DIRECTIONS ->
(1) In the faculty profile of Matthew Vander Heiden, retype the part that opens with the words containing "Dr. Vander Heiden is" and closes with "University of Chicago.".
(2) Translate this sentence from the faculty profile of Matthew Vander Heiden into Spanish: "Phosphotyrosine binding negatively regulates enzymatic activity providing a link between cell growth signals and regulation of glycolysis."
(3) Proceed with the research summary in the faculty profile of Matthew Vander Heiden, picking up after its final sentence.

Matthew Vander Heiden

Associate Professor of Biology; Associate Director, Koch Institute for Integrative Cancer Research

Department: 

  • Biology

Room: 

76-561
(617) 715-4471

Faculty Bio: 

Dr. Vander Heiden is an associate professor of biology at MIT and an instructor in medicine at both Harvard Medical School and the Dana-Farber Cancer Institute. He has been a Member of the Scientific Advisory Board at Agios Pharmaceuticals, Inc. since 2008. He received the Burroughs Wellcome Fund Career Award for Medical Scientists in 2009.  Dr. Vander Heiden earned his B.S. in Biological Chemistry, M.D. and Ph.D. from the University of Chicago.

Research Areas: 

Research Summary: 

Recently, there has been a resurgent interest among the scientific community to understand cancer cell metabolism. This has occurred in part because of the growing realization that many of the major oncogenic driver mutations involved in cancer promote nutrient uptake and anabolic metabolism. Our research has focused on the M2 isoform of the glycolytic enzyme pyruvate kinase (PK-M2), which is expressed during embryonic development and at high levels in cancer cells. All tumors and cell lines studied to date express exclusively PK-M2, while normal adult tissues express another isoform of pyruvate kinase. PK-M2 expression is required for aerobic glycolysis. Aerobic glycolysis, also known as the Warburg effect, involves the conversion of glucose into lactate even when oxygen is abundant and is the form of glucose metabolism observed in most cancers. In addition to promoting aerobic glycolysis, PK-M2 appears to be required for human cancer cells to form tumors in vivo. PK-M2 is different from other pyruvate kinase isoforms because it can bind to proteins that are phosphorylated on tyrosine residues in response to cell growth signals. Phosphotyrosine binding negatively regulates enzymatic activity providing a link between cell growth signals and regulation of glycolysis.

DATASET RECORDS ->
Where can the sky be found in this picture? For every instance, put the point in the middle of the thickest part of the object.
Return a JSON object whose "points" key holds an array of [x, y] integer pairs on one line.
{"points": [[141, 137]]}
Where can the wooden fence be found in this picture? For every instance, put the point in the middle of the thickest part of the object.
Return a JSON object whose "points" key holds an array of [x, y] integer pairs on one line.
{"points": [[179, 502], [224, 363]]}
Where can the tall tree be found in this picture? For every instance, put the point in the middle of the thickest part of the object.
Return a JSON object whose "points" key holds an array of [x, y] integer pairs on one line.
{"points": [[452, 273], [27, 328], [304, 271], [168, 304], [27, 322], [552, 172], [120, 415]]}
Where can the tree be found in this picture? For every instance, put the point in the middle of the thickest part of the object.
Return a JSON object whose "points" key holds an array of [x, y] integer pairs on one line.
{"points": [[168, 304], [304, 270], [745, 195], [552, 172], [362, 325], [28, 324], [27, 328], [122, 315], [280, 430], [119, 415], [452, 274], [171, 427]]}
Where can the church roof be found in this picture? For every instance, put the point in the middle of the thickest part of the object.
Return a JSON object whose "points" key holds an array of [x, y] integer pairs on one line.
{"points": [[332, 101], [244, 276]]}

ANSWERS IN ORDER ->
(1)
Dr. Vander Heiden is an associate professor of biology at MIT and an instructor in medicine at both Harvard Medical School and the Dana-Farber Cancer Institute. He has been a Member of the Scientific Advisory Board at Agios Pharmaceuticals, Inc. since 2008. He received the Burroughs Wellcome Fund Career Award for Medical Scientists in 2009.  Dr. Vander Heiden earned his B.S. in Biological Chemistry, M.D. and Ph.D. from the University of Chicago.

(2) La unión a fosfotirosina regula negativamente la actividad enzimática, lo que proporciona un vínculo entre las señales de crecimiento celular y la regulación de la glucólisis.

(3)
Using PK-M2 regulation as a starting point, our laboratory is using biochemical approaches to understand the pathway biochemistry of proliferating cells. Our current efforts have been to test the hypothesis that cell growth signals reprogram metabolism to support the distinct energetic needs of proliferating cells. Unlike normal cells, which rely heavily on ATP to support housekeeping functions, proliferating cells have the additional requirement of duplicating mass. This large synthesis requirement for lipids, amino acids, and nucleotides requires an excess of carbon and reducing equivalents. Metabolic processes in proliferating cells must be reprogrammed to balance ATP production with the production of building blocks required for growth. Efforts to understand how metabolism is reprogrammed to facilitate accumulation of biomass have provided us with new insights into the metabolism of cell proliferation.

We have also constructed mouse models to control the expression of pyruvate kinase isoforms, and thus the way in which glucose is metabolized in vivo. These models have been crossed to various mouse models of cancer to understand how metabolic changes contribute to tumorigenesis and tumor maintenance. We are combining these efforts with novel techniques to image metabolism in vivo. We are also using small molecules that target enzymes important for cancer metabolism to explore novel therapeutic approaches to target tumor cell metabolism for cancer therapy.